**Page extract:**
** start **
Opening up the Feedly Digest Filtering Logic

This might sound a little bit cliche but the majority of the improvements we benefited from in the last 6 months can be directly or indirectly attributed to feedback we have received from users on GetSatisfaction or Twitter. One lesson we have learned is that the more transparent we are, the more interactions/feedback/suggestions we get.

So today we decided to go one step forward and open up the part of the feedly code which filters and sorts the recommendations which get displayed on the feedly digest page. Our hope/goal is that some of the feedly users who are also software developers can take a look at the algorithm and provide suggestions on how to increase the relevancy of the filtering. If we see interest from the community, we might even make this part of feedly pluggeable so that third parties can provide custom filters.

Here is the code (as of version 1.2.197):

// The entry passed here can be either a JSONEntry or a FakeEntry so we should NOT
// call any methods on the entry and only use the subset of information available
// in fake entry.
function scoreEntryPopulary( entry, context )
{
	var feedId = entry.feedId

        // PRUNE OUT ENTRIES WHICH ARE NOT GOING TO BE SELECTED ANYWAY.
	// We are not interested in recommending entries which belong to feed the user
	// does not subscribe to. This is the role of the suggestion component.
	var sub  = reader.lookupSubscription( feedId );
	if( sub == null )
	{
		entry.populariy = -1;
		entry.stamp = "trash: not subscribed";
		return;
	}

	var favorite = sub.favorite == true;
	var unreadCount = sub.unreadCount != null ? sub.unreadCount : 1001;

	// Try to forecast if the entry has been read or not.
	if( unreadCount == 0 )
	{
		entry.populariy = -1;
		entry.stamp = "trash: most likely read";
		return;
	}

	// TITLE AND URL UNICITY - Some feeds my publish duplicate articles
	// or we might have two entries for the same article. Here, we do our
	// best effort to remove those duplicates.
	if( entry.getAlternateLink != null )
	{
		var url = entry.getAlternateLink();
		if( context.uurl [ url ] != null )
		{
			entry.populariy = 0.00001;
			entry.stamp = "duplicate: based on link";
			return;
		}
		context.uurl [ url ] = true;
	}

	if( entry.getSourceTitle != null )
	{
		var extitle = entry.getTitle() + " -- " + entry.getSourceTitle();
		if( context.utitle [ extitle ] != null )
		{
			entry.populariy = 0.0001;
			entry.stamp = "duplicate: based on title";
			return;
		}
		context.utitle [ extitle ] = true;
	}

	// FRESHNESS
	// We want to promote a certain number of fresh articles into the miss.
	if( context.freshes == null )
		context.freshes = 0;

	// BUCKETS - what kind of entry is this? platinum, gold or silver.
	// The buckets are a metaphore we have put in place to help explain how
	// the filtering works. It has been helping us think about this problem
	// in simpler terms.
	if( context[ feedId ] == null )
** end **
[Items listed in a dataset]
** start **
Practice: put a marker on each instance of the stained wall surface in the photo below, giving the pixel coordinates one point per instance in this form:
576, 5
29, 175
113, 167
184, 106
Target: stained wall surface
** end **
**Required actions:**
- A) Answer these questions about the Feedly digest post:
(i) Which two places does the post name as sources of the user feedback?
(ii) Which version of the code does the post show?
(iii) What stamp does the code give an entry whose feed the user does not subscribe to?
- B) Resume the Feedly digest post, continuing its code from the line after the final one shown.

**Written responses:**
- A)
(i) GetSatisfaction and Twitter.
(ii) Version 1.2.197.
(iii) "trash: not subscribed"

- B)
		context[ feedId ] = { 	rank: 0,
					platinums: 0,
					golds: 0,
					silvers: 0,
					bronzes: 0
					}

	// DIVERSITY - the diversity factor helps us promote diversity
	// in each of the platinum, silver and browse bucket. Diversity
	// in terms of sources being represented.
	var platinum_diversity = Math.pow( 1.5, context[ feedId ].platinums );
	var silver_diversity   = Math.pow( 2,   context[ feedId ].silvers   );
	var bronze_diversity   = Math.pow( 4,   context[ feedId ].bronzes   );

	// RANK
	// we want to know if this entry is the 1st, 2nd,., nth for a specific source.
	var rank               = context[ feedId ].rank++;

	// FRESHNESS FACTOR - The idea behind the freshness factor is to actually
	// help emerging articles have a chance to compete with more mature
	// articles and make sure that there is some fresh content available.
	// [TODO We should probably make the current 4, 8, 24 hour windows
	// = function of the timeframe selected by the user]
	var delta = new Date().getTime() - entry.lastModifiedTime;
	var freshness = 1;
	if( delta < 4 * 3600 * 1000 )
		freshness = 6;
	else if( delta < 8 * 3600 * 1000 )
		freshness = 5;
	else if( delta < 12 * 3600 * 1000 )
		freshness = 3;
	else if( delta < 24 * 3600 * 1000 )
		freshness = 2;
	else
		freshness = 1;

	// SOCIAL RECOMMENDATION FACTOR. How popular is this article within the
	// list of people you are following in Google Reader (see entry.network)?
	// How popular is this article in the feedly community at large
	// (entry.metadata.starred).
	var social = ( entry.network != null ? entry.network.length * 3 : 0 )
		   + ( entry.metadata.starred || 0 );

	// VELOCITY - Try to determine is the source is producing a lot of articles or
	// not. This is our way to promote what we call gems: new articles from low
	// throuput, favorite sources.
	var velocity = "other";
	if( sub.unreadCount > 50 )
		velocity = "firehose";
	else if( sub.favorite == true && sub.unreadCount > 25  )
		velocity = "normal";
	else if( sub.favorite )
		velocity = "rare";

	// ASSIGN POPULARITY - For the outside world, the key is the value of popularity
	// and as you will see with browse articles, it does not have to be limited
	// to a finite set of value.
	// [TODO The limits we used to compare social recommendations should be relative
	// to the max number of recommendation per source per day - a number which
	// continuously grows as more and more user sign up and start recommending
	// articles]
	if( velocity == "rare" && rank == 0 && freshness >= 5 )
	{
		// platinum
		entry.popularity = 200000; // platinum
		entry.stamp = "platinum: fisrt recent from rare";

		context[ feedId ].platinums++
	}
	else if( velocity == "firehose"
		 && social * freshness / platinum_diversity >  30 )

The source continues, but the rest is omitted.